**WHAT TO PRODUCE**
Gather every line in the listing below that contains the string "fabric", and copy each one out in full.

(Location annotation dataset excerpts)
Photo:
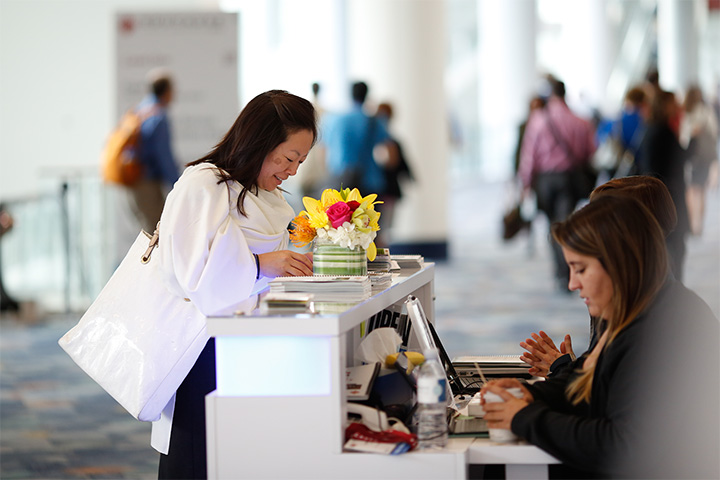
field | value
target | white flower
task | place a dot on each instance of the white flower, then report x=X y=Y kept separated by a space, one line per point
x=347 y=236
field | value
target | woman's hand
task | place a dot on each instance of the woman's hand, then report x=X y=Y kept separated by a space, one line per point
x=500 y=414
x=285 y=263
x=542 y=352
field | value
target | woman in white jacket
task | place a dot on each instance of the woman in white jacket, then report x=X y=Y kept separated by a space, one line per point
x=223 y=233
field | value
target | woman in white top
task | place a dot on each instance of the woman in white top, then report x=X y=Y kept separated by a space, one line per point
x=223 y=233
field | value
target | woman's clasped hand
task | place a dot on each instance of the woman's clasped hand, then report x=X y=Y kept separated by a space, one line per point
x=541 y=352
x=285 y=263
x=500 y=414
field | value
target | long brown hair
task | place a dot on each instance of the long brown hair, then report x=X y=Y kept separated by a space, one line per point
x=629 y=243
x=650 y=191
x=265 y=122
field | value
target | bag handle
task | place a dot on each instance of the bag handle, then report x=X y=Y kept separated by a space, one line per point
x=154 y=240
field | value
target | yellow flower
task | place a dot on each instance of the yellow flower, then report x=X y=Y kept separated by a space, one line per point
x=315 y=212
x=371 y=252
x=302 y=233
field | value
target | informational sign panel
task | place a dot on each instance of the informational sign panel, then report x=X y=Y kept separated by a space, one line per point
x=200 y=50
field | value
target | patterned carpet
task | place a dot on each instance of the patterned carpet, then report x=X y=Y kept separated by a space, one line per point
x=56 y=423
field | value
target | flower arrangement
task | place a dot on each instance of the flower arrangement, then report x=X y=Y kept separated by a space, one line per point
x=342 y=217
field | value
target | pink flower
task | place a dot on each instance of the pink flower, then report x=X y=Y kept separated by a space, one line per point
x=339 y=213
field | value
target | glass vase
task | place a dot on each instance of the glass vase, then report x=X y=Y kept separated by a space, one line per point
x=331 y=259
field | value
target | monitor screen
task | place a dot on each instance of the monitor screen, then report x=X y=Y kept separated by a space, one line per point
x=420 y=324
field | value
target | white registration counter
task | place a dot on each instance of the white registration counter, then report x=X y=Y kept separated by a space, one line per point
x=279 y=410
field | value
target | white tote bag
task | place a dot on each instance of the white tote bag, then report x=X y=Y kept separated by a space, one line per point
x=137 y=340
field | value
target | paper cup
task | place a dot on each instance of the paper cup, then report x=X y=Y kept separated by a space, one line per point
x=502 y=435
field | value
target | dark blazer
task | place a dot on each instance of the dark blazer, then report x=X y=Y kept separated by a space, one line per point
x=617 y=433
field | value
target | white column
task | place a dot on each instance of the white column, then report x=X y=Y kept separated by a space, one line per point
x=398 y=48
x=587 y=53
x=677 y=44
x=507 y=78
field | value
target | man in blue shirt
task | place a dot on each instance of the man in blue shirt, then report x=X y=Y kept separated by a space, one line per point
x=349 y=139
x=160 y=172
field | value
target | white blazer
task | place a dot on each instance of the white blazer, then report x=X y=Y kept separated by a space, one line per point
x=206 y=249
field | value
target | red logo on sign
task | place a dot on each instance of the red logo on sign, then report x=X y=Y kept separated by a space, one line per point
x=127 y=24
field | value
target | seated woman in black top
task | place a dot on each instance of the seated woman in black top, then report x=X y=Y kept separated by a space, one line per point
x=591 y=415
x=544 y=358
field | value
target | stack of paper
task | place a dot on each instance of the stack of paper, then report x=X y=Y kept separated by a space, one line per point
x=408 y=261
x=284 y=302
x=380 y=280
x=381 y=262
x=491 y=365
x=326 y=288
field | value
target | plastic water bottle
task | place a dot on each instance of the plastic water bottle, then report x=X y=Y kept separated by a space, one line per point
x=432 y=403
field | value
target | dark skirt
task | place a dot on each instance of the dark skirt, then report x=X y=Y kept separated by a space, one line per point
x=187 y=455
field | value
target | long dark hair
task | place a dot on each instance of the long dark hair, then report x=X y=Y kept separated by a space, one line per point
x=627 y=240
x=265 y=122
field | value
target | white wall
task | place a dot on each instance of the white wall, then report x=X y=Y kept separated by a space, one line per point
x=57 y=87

...

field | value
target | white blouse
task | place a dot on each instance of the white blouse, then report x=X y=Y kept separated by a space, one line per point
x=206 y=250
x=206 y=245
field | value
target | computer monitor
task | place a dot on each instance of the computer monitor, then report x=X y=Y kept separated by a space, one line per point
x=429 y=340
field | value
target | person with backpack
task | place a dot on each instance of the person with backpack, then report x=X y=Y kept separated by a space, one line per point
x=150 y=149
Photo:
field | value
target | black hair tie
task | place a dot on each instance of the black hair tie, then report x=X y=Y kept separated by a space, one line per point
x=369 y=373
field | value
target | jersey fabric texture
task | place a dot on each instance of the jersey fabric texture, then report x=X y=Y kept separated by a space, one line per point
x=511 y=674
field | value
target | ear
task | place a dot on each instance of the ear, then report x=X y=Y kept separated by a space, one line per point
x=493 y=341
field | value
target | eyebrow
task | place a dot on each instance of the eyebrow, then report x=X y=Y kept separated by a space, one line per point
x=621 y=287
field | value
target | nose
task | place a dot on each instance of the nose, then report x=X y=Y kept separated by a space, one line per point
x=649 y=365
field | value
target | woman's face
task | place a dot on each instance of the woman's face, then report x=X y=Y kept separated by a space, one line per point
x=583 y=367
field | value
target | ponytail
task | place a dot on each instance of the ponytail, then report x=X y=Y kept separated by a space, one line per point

**EXERCISE OUTPUT**
target | jersey fabric texture
task | place a dot on each instance of the jersey fabric texture, then report x=X y=Y kept separated by a space, one line per point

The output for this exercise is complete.